■ What you have to do ■
Repeat, exactly and in full, the lines of the listing below, but without any pictures.

■ Available data ■
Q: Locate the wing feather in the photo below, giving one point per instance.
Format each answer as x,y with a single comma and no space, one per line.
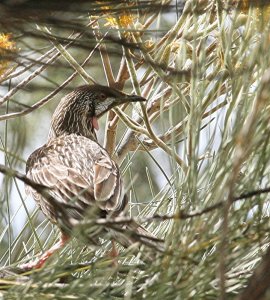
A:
77,177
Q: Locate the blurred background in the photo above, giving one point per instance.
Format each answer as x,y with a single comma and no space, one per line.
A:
196,153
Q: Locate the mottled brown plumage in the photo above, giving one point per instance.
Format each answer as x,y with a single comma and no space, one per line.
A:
78,171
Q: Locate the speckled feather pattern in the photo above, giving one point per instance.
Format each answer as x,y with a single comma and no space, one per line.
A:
79,171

■ Answer to the problem ■
Q: Locate the wing feather in the photo below, giving one point per instance.
Format each answer as x,y with a single comma and no space, one per line.
A:
77,177
Q: Locate the blurred background in the photo above, giving one point per instance.
Format each answer as x,y with a single comma and no space, one per line.
A:
196,153
Q: Locate the mottled brown plumage in the photo above, giving one point per instance.
Format each answer as x,y with a single comma and no space, one per line.
A:
78,171
Q: Locate the speckled feather pattern in the photo above, giving one point per instance.
Format each answer as x,y with a single comma and no space, one per line.
A:
79,171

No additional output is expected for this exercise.